======== Text block

Traditionally the mobile communications ecosystem has followed a global define-standardize-develop-deploy/use cycle of technology commercialization. Based on recently identified technology trends by the United Nations’ International Telecommunication Union Radiocommunication (UN ITU-R) Sector, in 2023 the UN ITU-R will provide a global vision for international mobile telecommunications (IMT) towards 2030 and beyond which will serve as the starting point for the 6G definition. This vision will be followed by a definition of requirements at a later stage and currently provides a basis for the standardization process to produce technology releases for the parallel development of 6G solutions by the technology vendors, ensuring backward compatibility with earlier technology generations and global compatibility of the solutions between different vendors whose solutions will be deployed and utilized by mobile operators. The operators’ activities will be regulated by national regulatory bodies that grant operators licences to use the radio spectrum necessary for providing the service.

Up to 4G, BMs and BMI within the mobile communications ecosystem have remained relatively stable and dominated by the technology perspective. However, the currently developed and deployed 5G, and especially the future 6G, are expected to disrupt the employed BMs and the whole ecosystem. For the 5G use case definitions, the ITU-R adopted a service-centric approach. This definition opened the opportunity to change from connectivity-centric BMs toward various connectivity plus bundled content (data-based), context (location-based or service-specific), and commerce (platform) BMs and offering the whole network as a service (NaaS). In parallel, this development has disrupted the ecosystem by enabling new entrants, such as factories, to run their own local private 5G networks. Additionally, other technologies such as cloud computing, AI, and Web3 have started to converge with or complement 5G.

Web3 enables new, decentralized forms of industrial, commercial, and civil organization that fundamentally differ from present operation modes. Decentralized Web3 solutions give users and developers more control and authority over their generated content, enabling a token-based economy. This decentralizes the market to empower the supply of and demand for connectivity services and network infrastructure resources via open and automated transactions. A decentralized platform will distribute the value between the players, while open-source software lowers market entry barriers for developers, promotes interoperability, and expedites development cycles based on shared knowledge. Novel decentralized business models will not necessitate a focal point but depict the design of transaction content, structure, and governance (Zott & Amit, 2010) to create value. Everything-as-a-Service will become the dominant model beyond IT and evolve to Outcome-as-a-Service providing service level agreement (SLA) based and on-demand with elastic access to applications, information, and resources. Application developers will have more control than before over what is being purchased. Companies will build their products to make it easy for developers to adapt and shift their expensive top-down go-to-market motion to bottom-up product-led growth, where customers can easily try out the product and expand usage over time. Open supply of best-in-breed solutions in a decomposed and open architectural environment with open interfaces and open hardware is being adopted. In the 6G era, software developers will be the drivers of a new kind of innovation and service delivery, integrating the supply and demand side and forming a multisided platform-of-platforms market or a sharing economy.

================

--- Written instruction ---
Do these statements agree with the text on 6G and mobile business models? Answer yes or no for each, quoting the words of the text that decide it. (a) The ITU-R took a service-centric approach when defining 5G use cases. (b) National regulatory bodies grant operators licences to use radio spectrum. (c) The ITU-R vision for 2030 will already contain the definition of requirements. The material that comes after this text isn't needed.

======== Given data

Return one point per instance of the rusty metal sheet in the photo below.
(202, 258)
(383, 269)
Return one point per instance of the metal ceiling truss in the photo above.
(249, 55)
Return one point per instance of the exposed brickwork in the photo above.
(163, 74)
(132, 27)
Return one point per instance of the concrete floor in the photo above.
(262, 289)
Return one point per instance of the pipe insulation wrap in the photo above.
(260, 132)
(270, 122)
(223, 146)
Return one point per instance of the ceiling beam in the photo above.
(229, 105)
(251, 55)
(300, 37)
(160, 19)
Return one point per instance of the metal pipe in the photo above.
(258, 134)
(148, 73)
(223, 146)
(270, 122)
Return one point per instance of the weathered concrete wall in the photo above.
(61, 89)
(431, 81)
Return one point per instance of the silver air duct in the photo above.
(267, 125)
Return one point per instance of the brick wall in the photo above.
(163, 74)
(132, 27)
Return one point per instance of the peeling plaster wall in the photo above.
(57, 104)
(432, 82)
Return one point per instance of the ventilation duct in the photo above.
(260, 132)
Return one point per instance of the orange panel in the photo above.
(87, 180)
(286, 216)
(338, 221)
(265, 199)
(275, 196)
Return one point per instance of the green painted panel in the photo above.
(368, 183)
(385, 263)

================

--- Response to this task ---
(a) Yes: "For the 5G use case definitions, the ITU-R adopted a service-centric approach."
(b) Yes: "national regulatory bodies that grant operators licences to use the radio spectrum necessary for providing the service"
(c) No: "This vision will be followed by a definition of requirements at a later stage"